» Document segment
[Start]

Compiler of the Latte programming language written in Haskell.

Use stack build to compile the project.

Used version of GHC is 8.8.4 (LTS 16.22). For the breakdown of used packages consult package.yaml.

Use the latc_x86_64 executable to compile .lat source files. Additionally, espi executable containing an IR interpreter is generated - this is not intended for end users but rather as a development tool.

• -v - enable verbose mode
• -g - generate intermediate steps

When running on a file <p>.lat, where <p> = <dir_path/<file_path> is some path:

1. when the flag -g is not specified, two files are created: <p>.s containing generated x86_64 assembly and an executable <p>;

2. when -g is specified the following intermediate representations are generated additionally:

• <p>.esp, <p>.cfg - Espresso intermediate code and text representation of its Control Flow Graph.
• <p>.1.opt.esp, <p>.1.opt.cfg - Optimised Espresso code and its CFG.
• <p>.2.phi.esp, <p>.2.phi.cfg - Optimised Espresso code with unfolded phony phi function usage and its CFG.
• <p>.3.liv.esp, <p>.3.liv.cfg - Same code as above but with liveness annotations in form of comments on every instruction and the CFG with liveness annotations for the begin and end of each node.
• <p>.noopt.s - Generated assembly before peephole optimisation phase.

Use stack test to run all included tests. The lattests directory contains all tests provided on the assignment page (these are unchanged) and additional custom tests. The esptests directory contains a handful of tests for the IR language Espresso.

There are two test suites, Latte-test and Latte-test-exec.

• Latte-test tests parsing, semantic analysis and IR code generation using an interpreter for the generated IR. These are quick to run but do not test anything related to x86_64 assembly generation.

• Latte-test-exec tests the entire compiler by running the executable on all valid tests, asserting they compile and then running the generated executables. It creates a temporary work directory in lattests that gets cleaned up after the test.

• Full lexer and parser for Latte with objects, virtual methods and arrays.
• Full semantic analysis with type checks and reachability analysis.
• Internal IR language - Espresso - with a separate lexer/parser and a small interpreter.
• Compilation to Espresso and generation of additional annotations - Control Flow Graph and variable liveness analysis.
• x86_64 assembly code generation with register handling done locally via register/variable descriptions.
• Peephole optimisations of the generated assembly to fix common trivial inefficiencies.

Objects, arrays and virtual methods are implemented in the static analysis phase, but not in Espresso or x86_64 codegen. These will be implemented in the next version of the compiler.

[End]

» Provided information
[Start]

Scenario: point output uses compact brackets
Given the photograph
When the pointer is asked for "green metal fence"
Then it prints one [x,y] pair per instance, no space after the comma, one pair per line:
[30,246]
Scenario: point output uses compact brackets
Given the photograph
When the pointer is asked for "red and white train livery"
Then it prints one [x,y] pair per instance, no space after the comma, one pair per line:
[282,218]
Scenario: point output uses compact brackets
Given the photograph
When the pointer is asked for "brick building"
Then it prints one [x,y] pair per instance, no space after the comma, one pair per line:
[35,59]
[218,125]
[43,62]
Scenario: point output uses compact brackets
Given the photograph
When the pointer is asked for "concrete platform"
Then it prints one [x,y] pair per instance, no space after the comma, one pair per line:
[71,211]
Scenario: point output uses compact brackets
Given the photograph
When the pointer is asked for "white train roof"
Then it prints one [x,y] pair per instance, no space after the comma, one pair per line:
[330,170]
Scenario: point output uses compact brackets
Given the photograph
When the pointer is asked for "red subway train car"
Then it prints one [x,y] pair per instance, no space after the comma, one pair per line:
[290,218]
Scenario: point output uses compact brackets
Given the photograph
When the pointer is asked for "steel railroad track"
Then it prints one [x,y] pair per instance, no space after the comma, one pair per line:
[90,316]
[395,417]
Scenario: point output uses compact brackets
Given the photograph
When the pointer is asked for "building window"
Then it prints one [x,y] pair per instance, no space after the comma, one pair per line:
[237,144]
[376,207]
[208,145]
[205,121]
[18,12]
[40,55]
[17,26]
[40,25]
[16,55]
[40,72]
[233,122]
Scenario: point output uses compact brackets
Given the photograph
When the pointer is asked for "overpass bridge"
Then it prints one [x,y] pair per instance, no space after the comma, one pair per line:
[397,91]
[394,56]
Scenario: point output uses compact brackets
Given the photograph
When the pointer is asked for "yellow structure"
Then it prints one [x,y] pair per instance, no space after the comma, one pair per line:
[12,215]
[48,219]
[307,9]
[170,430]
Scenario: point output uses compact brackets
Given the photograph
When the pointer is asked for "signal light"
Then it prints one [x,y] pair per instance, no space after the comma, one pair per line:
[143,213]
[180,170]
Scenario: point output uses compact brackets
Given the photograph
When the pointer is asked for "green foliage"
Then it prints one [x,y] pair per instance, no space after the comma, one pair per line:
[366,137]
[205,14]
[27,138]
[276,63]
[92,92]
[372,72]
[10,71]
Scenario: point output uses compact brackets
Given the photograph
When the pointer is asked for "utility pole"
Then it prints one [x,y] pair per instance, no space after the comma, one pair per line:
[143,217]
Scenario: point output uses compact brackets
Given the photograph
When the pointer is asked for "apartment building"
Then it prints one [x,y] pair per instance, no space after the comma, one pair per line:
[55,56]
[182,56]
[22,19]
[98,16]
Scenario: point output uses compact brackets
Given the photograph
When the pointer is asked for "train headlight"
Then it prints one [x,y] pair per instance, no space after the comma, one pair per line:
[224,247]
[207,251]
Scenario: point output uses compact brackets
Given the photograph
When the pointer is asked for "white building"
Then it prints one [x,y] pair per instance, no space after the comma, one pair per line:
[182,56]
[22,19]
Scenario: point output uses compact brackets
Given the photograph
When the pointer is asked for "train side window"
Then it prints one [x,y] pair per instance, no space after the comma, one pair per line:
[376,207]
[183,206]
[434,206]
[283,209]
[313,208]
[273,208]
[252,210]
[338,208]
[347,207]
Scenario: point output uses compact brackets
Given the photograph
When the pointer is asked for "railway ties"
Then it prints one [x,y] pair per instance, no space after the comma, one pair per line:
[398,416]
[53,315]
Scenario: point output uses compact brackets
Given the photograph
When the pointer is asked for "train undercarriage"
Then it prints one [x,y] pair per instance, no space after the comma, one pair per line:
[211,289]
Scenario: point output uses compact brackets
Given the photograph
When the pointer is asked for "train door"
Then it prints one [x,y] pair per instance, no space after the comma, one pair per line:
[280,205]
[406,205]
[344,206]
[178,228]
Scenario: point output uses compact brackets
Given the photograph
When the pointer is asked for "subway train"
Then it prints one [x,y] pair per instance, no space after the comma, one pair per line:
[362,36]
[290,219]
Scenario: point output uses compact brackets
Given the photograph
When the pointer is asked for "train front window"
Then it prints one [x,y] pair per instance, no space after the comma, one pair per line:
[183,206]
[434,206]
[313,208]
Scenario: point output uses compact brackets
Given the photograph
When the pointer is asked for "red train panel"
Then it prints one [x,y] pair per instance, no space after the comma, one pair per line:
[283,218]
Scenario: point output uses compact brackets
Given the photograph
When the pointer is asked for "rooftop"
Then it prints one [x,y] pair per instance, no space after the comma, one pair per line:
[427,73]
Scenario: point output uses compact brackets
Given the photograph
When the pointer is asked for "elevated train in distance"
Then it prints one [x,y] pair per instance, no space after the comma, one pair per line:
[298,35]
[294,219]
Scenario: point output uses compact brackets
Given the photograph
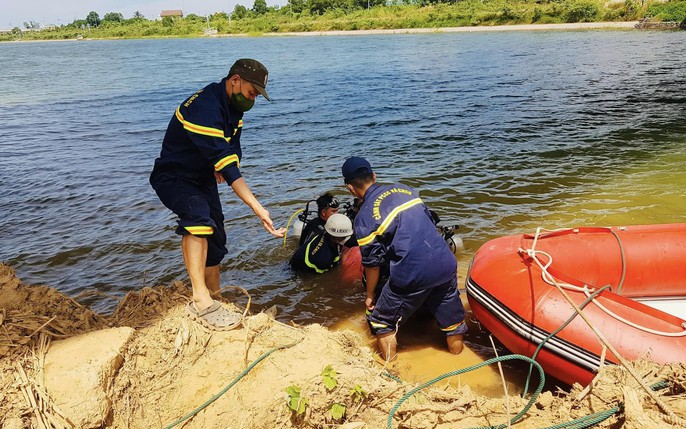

[End]

» Problem A
Repeat everything in the Latte compiler description from "Use stack build" down to "a development tool.".
» Problem B
Answer these questions using the Latte compiler description, one per line:
(i) Which version of GHC does it use?
(ii) Which directory holds the tests for the IR language Espresso?
(iii) In which two parts of the compiler are objects, arrays and virtual methods not yet implemented?
None of the work here requires the records.

» Full response A
Use stack build to compile the project.

Used version of GHC is 8.8.4 (LTS 16.22). For the breakdown of used packages consult package.yaml.

Use the latc_x86_64 executable to compile .lat source files. Additionally, espi executable containing an IR interpreter is generated - this is not intended for end users but rather as a development tool.

» Full response B
(i) GHC 8.8.4 (LTS 16.22)
(ii) The esptests directory
(iii) Espresso and x86_64 codegen